#### [To do]
Please copy the glue thread below, starting at "You're all glue" and ending at "the glue color.", but swap "marquetry" for "veneer work".

#### [Passage given]
------------------------------

I use Titebond III - I just think that it works better for my boards. It is waterproof.
I'll block Titebond II if I have to ;-)


----------



## grizzman (May 10, 2009)

if you cant say anything good about hide glue , well your blocked…...lol


----------



## grizzman (May 10, 2009)

with spring here, and all the flowers coming out , my sinuses feel blocked, what can i do about that…......i dont wanna have blockage…....i cant handle blockage…......in the old days they would put you in the stockaid if you were naughty, here you get put in the blockaid…..lol….....


----------



## 33706 (Mar 5, 2008)

@ COTL: Which thread are you referring to? The one about sherriffs? Curious.


----------



## sandhill (Aug 28, 2007)

You know I read where someone uses titebond II for cleaning the top of the table saw! I wounder if it works with titebond I & III


----------



## grizzman (May 10, 2009)

gotta go…work to do


----------



## sandhill (Aug 28, 2007)

@grizzman try titebond on that blockage. Why do you think the top comes to a point? If that don't work try windex, Windex works to get fingernail polish out of carpet.


----------



## 33706 (Mar 5, 2008)

Grizz… You've posted some pretty dumb stuff on COTL's thread…The kind of stuff I'd prefer not to have posted on MY threads.. So.. you're out. Get it? It's not funny, not amusing, you're sad attempts at self-deprecating humor. And now, your unflattering comment to me above. Stop provoking people for the sake of attention, already! And enjoy all the PMs you'll get from this from other LJ haters, haw!


----------



## grizzman (May 10, 2009)

hey there sandhill, you have a good point, i wondered why there was a pointed top on those bottles…i dont know about the windex though, its usually blue, and light blue, really not my color, but i might try some of that green stuff, kinda like a forest, trees, wood….see my point…


----------



## grizzman (May 10, 2009)

have a great day


----------



## 33706 (Mar 5, 2008)

Thanks for illustrating my point. Oh, and, I am ever confident that you have NO reason to block me.


----------



## grizzman (May 10, 2009)

its a nice sunny day…


----------



## JollyGreen67 (Nov 1, 2010)

Speaking of Titebond - I saw a bottle in HD the other day that is clear. Anybody tried it yet?


----------



## Bertha (Jan 10, 2011)

You're all glue blocked!
.
Rosebud, I saw that too; I almost bought some just out of curiosity.


----------



## DrDirt (Feb 26, 2008)

Anybody else noticing that the titebond White glue is increasingly hard to find?

I used it for pressing marquetry, where I don't want the glue color.
Lowes used to carry it in small bottles (4oz) and gallons - so never the quart bottles, but it is not available at all other than mail order.

maybe they intend the clear to be its replacement?


----------



## craftsman on the lake (Dec 27, 2008)

------------------------------

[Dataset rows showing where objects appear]

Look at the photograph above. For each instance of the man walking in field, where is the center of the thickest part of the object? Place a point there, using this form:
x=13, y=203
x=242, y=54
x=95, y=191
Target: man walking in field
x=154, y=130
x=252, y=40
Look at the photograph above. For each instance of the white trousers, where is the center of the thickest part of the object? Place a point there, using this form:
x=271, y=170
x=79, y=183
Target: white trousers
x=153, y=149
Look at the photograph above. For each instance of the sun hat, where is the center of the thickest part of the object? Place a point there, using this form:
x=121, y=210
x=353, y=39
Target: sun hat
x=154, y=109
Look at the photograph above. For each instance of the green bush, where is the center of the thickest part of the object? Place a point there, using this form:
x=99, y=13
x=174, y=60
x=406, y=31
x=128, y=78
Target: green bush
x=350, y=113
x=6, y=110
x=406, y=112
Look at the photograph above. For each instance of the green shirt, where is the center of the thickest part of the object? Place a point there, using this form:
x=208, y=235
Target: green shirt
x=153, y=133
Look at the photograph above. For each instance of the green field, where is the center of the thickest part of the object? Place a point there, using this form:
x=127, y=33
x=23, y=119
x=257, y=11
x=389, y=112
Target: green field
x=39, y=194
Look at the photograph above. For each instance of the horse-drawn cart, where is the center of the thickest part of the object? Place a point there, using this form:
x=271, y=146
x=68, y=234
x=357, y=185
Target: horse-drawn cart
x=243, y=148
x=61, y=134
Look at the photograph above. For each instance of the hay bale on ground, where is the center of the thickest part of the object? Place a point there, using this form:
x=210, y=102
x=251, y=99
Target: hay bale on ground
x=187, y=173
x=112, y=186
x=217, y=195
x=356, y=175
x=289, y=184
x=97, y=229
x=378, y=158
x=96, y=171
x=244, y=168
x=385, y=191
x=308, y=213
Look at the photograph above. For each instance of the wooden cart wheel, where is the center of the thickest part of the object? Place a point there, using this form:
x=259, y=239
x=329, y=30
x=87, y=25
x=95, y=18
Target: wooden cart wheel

------------------------------

#### [Problem solution]
You're all glue blocked!
.
Rosebud, I saw that too; I almost bought some just out of curiosity.


----------



## DrDirt (Feb 26, 2008)

Anybody else noticing that the titebond White glue is increasingly hard to find?

I used it for pressing veneer work, where I don't want the glue color.